▶ _Reading passage_:
Start
Updated on February 3, 2010

Here are some finished ladybug and bumble bee plant stakes for flower pots

Here is the ladybug materials and the step by step illustration on the construction.
Here is the ladybug materials and the step by step illustration on the construction.

Getting started

These ladybug plant stakes are not only fun and easy to make, they are really cute when poked into potted plants, flower pots, and floral arrangements. Ladybug plant stakes would also make cute little gifts for spring and summer or great handmade items for craft festivals.

Materials needed:

  • Red and black polymer clay
  • 24 gauge wire or heavy wire floral picks (I use the heavy floral wire)
  • Thin gauge black wire (for the antennas)
  • A toothpick if you don't have any polymer clay tools.
  • Glass or ceramic baking pan and a jar of some sort that can be put in the oven, I use an old mason jar.
  • Clear spray paint
  • Optional materials include; small wiggly eyes or a small amount of white polymer clay for the eyes, I am just using a white paint pen and a black paint pen.
End
▶ _Written task 1_: Could you arrange the listing as a two-column CSV, starting with its first line and going on through the line with "point(347, 46)", with one row per "GET /points" block under the columns "input" and "output"? Put each field in quotes, turn line breaks into spaces, and leave the pictures out.

▶ _Data to process_:
Start
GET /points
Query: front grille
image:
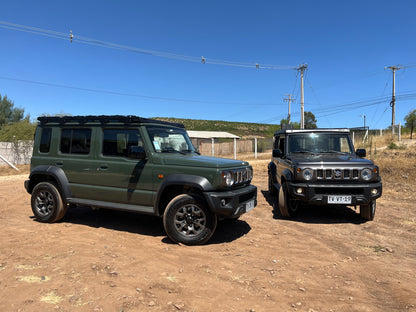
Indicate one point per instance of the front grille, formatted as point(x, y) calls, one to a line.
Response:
point(339, 191)
point(337, 174)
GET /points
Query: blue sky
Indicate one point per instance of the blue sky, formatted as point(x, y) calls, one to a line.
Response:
point(347, 46)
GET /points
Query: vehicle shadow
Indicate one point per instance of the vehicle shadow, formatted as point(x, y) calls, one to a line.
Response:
point(124, 221)
point(136, 223)
point(318, 214)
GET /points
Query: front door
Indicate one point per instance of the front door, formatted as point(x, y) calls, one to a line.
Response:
point(121, 179)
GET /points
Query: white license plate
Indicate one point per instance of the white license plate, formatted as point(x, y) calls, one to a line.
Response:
point(336, 199)
point(249, 205)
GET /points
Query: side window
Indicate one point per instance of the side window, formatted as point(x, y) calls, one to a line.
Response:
point(281, 145)
point(45, 140)
point(117, 141)
point(75, 141)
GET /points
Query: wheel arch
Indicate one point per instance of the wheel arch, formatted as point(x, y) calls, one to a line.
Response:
point(54, 174)
point(177, 184)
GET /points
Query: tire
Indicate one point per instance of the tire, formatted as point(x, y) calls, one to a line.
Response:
point(288, 207)
point(367, 212)
point(47, 204)
point(188, 220)
point(272, 189)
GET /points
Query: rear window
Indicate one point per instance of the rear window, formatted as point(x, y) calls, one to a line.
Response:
point(75, 141)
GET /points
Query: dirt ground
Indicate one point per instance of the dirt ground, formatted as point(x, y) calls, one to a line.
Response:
point(328, 259)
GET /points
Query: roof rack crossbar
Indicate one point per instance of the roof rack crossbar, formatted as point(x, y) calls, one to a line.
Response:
point(104, 119)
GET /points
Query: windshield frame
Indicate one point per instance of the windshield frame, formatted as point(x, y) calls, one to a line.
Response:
point(160, 135)
point(319, 143)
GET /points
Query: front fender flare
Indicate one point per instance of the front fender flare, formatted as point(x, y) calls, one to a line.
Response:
point(56, 174)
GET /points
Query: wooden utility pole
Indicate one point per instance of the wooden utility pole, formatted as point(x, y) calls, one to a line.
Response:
point(289, 99)
point(393, 98)
point(302, 68)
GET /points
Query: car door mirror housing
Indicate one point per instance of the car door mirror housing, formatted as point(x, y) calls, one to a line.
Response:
point(361, 152)
point(277, 153)
point(136, 152)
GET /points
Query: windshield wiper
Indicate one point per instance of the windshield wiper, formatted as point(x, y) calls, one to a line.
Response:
point(302, 152)
point(171, 150)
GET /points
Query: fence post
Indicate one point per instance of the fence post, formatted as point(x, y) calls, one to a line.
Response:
point(400, 131)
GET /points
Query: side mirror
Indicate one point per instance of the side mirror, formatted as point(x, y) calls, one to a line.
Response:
point(361, 152)
point(277, 153)
point(136, 152)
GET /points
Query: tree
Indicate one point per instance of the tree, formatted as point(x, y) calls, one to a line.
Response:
point(310, 121)
point(411, 121)
point(9, 113)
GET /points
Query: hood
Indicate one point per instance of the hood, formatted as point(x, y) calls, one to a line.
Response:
point(194, 160)
point(334, 159)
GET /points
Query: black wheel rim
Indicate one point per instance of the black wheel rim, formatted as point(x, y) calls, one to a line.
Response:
point(44, 203)
point(190, 220)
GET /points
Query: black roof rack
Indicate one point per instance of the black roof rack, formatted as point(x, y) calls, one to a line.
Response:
point(105, 119)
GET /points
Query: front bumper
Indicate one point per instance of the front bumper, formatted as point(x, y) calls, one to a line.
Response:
point(361, 194)
point(232, 204)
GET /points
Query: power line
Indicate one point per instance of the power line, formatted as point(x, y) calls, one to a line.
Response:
point(49, 84)
point(84, 40)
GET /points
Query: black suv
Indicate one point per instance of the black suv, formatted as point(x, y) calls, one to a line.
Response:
point(320, 166)
point(135, 164)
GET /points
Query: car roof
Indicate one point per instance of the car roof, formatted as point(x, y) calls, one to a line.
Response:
point(321, 130)
point(104, 119)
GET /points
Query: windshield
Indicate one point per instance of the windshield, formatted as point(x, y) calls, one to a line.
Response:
point(319, 143)
point(167, 139)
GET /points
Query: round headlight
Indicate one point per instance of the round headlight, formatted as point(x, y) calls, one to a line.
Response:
point(307, 174)
point(366, 174)
point(228, 178)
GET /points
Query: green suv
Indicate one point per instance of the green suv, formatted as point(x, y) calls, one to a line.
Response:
point(135, 164)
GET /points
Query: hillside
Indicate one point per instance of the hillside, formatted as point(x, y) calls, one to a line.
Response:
point(241, 129)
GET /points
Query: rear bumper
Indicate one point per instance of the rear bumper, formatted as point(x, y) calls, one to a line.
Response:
point(361, 194)
point(232, 204)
End
▶ _Written task 2_: Can you rewrite the ladybug plant stake article, starting with "These ladybug plant" and going on through "black paint pen.", with "polymer clay" swapped for "modeling clay"?

▶ _Exercise solution 1_:
input,output
"GET /points Query: front grille image: Indicate one point per instance of the front grille, formatted as point(x, y) calls, one to a line. Response:","point(339, 191) point(337, 174)"
"GET /points Query: blue sky Indicate one point per instance of the blue sky, formatted as point(x, y) calls, one to a line. Response:","point(347, 46)"

▶ _Exercise solution 2_:
These ladybug plant stakes are not only fun and easy to make, they are really cute when poked into potted plants, flower pots, and floral arrangements. Ladybug plant stakes would also make cute little gifts for spring and summer or great handmade items for craft festivals.

Materials needed:

  • Red and black modeling clay
  • 24 gauge wire or heavy wire floral picks (I use the heavy floral wire)
  • Thin gauge black wire (for the antennas)
  • A toothpick if you don't have any modeling clay tools.
  • Glass or ceramic baking pan and a jar of some sort that can be put in the oven, I use an old mason jar.
  • Clear spray paint
  • Optional materials include; small wiggly eyes or a small amount of white modeling clay for the eyes, I am just using a white paint pen and a black paint pen.